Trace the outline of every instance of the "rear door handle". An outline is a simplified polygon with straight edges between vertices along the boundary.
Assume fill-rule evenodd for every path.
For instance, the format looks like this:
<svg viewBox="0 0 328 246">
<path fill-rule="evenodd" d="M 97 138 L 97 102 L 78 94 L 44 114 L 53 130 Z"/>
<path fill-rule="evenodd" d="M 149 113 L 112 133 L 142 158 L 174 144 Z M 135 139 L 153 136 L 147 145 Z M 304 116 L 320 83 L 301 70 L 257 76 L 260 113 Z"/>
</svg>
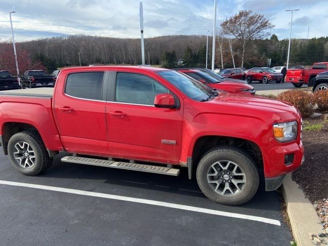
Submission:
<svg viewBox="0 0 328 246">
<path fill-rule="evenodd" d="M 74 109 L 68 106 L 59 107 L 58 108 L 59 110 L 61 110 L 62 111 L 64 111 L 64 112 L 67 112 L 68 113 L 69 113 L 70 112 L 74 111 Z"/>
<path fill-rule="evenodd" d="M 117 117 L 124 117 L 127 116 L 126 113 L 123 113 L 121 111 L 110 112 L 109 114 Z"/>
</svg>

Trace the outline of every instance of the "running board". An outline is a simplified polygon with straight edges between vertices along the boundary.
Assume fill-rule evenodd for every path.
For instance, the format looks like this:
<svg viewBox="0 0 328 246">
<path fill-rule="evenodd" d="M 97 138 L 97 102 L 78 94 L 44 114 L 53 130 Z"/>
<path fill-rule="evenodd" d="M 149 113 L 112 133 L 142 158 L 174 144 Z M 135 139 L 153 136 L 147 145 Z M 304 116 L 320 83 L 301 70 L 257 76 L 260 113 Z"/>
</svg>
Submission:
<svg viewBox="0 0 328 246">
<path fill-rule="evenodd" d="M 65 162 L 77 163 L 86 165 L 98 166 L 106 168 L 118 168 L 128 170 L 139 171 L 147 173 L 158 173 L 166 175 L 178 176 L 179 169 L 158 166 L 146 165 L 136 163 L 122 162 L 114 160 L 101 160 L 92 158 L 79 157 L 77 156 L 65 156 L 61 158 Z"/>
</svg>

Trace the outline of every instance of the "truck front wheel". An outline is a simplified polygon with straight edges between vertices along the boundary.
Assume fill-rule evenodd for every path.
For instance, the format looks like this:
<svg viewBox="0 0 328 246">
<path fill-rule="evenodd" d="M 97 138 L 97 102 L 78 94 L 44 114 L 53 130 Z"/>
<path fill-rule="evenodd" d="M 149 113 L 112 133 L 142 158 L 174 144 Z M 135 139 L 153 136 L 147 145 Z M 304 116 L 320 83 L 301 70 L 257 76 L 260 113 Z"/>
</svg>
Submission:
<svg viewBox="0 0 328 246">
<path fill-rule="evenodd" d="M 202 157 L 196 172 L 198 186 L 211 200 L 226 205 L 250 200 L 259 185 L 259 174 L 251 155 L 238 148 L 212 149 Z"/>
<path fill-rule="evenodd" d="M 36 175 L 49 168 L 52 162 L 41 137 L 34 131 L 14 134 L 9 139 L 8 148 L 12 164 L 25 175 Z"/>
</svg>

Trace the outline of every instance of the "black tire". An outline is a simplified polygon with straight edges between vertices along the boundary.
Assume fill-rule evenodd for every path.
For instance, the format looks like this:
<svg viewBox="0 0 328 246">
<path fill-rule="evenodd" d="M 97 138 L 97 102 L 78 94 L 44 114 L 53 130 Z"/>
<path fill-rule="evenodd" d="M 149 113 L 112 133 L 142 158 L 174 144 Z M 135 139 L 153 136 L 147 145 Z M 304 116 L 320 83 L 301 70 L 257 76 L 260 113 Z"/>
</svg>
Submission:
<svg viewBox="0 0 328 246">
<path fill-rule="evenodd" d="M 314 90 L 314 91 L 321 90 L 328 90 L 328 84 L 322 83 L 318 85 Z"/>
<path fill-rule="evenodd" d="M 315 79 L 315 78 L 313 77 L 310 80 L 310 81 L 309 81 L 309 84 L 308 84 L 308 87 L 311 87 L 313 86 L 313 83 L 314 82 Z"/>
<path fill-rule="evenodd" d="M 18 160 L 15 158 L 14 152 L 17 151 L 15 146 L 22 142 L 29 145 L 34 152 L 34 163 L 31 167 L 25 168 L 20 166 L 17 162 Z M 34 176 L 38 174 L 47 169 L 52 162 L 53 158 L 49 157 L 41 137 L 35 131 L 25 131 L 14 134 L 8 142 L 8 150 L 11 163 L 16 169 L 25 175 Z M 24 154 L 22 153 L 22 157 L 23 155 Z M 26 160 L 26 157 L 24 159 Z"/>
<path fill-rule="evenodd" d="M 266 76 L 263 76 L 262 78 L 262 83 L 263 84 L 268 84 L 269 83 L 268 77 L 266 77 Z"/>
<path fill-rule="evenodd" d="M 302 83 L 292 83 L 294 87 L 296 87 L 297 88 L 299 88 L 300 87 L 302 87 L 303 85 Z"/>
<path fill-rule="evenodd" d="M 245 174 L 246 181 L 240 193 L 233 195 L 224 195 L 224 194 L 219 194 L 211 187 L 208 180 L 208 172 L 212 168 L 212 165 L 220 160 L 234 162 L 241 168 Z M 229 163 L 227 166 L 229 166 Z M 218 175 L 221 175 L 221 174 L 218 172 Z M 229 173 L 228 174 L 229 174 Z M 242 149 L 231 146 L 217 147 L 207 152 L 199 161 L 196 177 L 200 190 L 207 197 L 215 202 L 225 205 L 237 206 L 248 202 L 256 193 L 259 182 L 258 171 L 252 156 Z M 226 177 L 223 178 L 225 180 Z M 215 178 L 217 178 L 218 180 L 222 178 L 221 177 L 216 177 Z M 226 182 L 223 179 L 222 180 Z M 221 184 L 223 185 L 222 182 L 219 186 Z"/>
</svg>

=== Task brief ===
Recast everything from the start of the lines down to the line containing "74 109 L 68" as a Markdown table with the columns Row and Line, one row per line. Skip blank lines and leave the picture out.

=== Result ===
| Row | Line |
|---|---|
| 1 | Trace the outline of every instance of the "rear door handle". An outline is a simplified polygon with straight edges between vertices along the boundary. |
| 2 | Assume fill-rule evenodd for every path. |
| 3 | For instance, the format looks like this: |
| 4 | <svg viewBox="0 0 328 246"> |
| 5 | <path fill-rule="evenodd" d="M 97 138 L 97 102 L 78 94 L 44 114 L 53 130 Z"/> |
| 6 | <path fill-rule="evenodd" d="M 149 113 L 112 133 L 142 158 L 174 144 Z M 135 139 L 153 136 L 147 145 Z M 304 116 L 320 83 L 301 70 L 257 76 L 260 113 Z"/> |
| 7 | </svg> |
| 8 | Submission: |
| 9 | <svg viewBox="0 0 328 246"> |
| 10 | <path fill-rule="evenodd" d="M 74 109 L 68 106 L 59 107 L 58 108 L 59 110 L 61 110 L 62 111 L 64 111 L 64 112 L 67 112 L 68 113 L 69 113 L 70 112 L 74 111 Z"/> |